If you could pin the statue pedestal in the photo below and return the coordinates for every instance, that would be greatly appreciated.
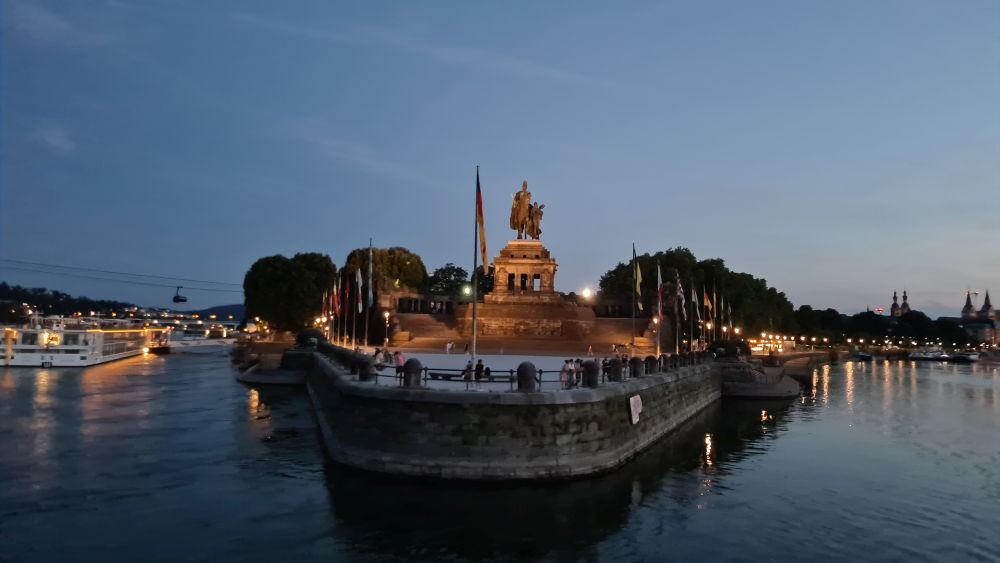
(524, 301)
(524, 272)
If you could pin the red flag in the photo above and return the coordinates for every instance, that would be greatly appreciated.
(479, 222)
(334, 305)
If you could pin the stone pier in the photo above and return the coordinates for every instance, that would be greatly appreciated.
(501, 436)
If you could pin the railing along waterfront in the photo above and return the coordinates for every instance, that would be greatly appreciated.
(595, 372)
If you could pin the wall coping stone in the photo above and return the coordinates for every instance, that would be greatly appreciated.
(350, 384)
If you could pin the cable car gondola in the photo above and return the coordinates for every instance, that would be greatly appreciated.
(178, 298)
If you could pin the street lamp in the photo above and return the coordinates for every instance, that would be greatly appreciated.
(386, 315)
(656, 329)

====

**Stated task:**
Rewrite all of the records above as a numbered list, leaving out blank lines and the pictures.

**Solution for this problem:**
1. If you could pin the statue pedestal in the photo below and return the coordinates for every instance, that would be greatly appreciated.
2. (524, 301)
3. (524, 272)
4. If you could pin the red flag in the photo above and return the coordinates for every instance, that would be greatly appreciated.
5. (479, 222)
6. (334, 305)
7. If you could pin the stone pier in the photo above and return the coordinates for every instance, that would be greatly appreciated.
8. (501, 436)
9. If you could pin the railing along waterfront in the photo above and return the coordinates for every instance, that would be greatly appreciated.
10. (595, 372)
11. If you could pin the wall coping stone in the photo above and return the coordinates for every instance, that would be greatly appreciated.
12. (350, 384)
13. If you could pin the cable car gondola in the photo above and return the coordinates for every instance, that would be greatly appreciated.
14. (178, 298)
15. If you could pin the street lamp in the photo above and return the coordinates for every instance, that would be greatly appreciated.
16. (386, 315)
17. (656, 329)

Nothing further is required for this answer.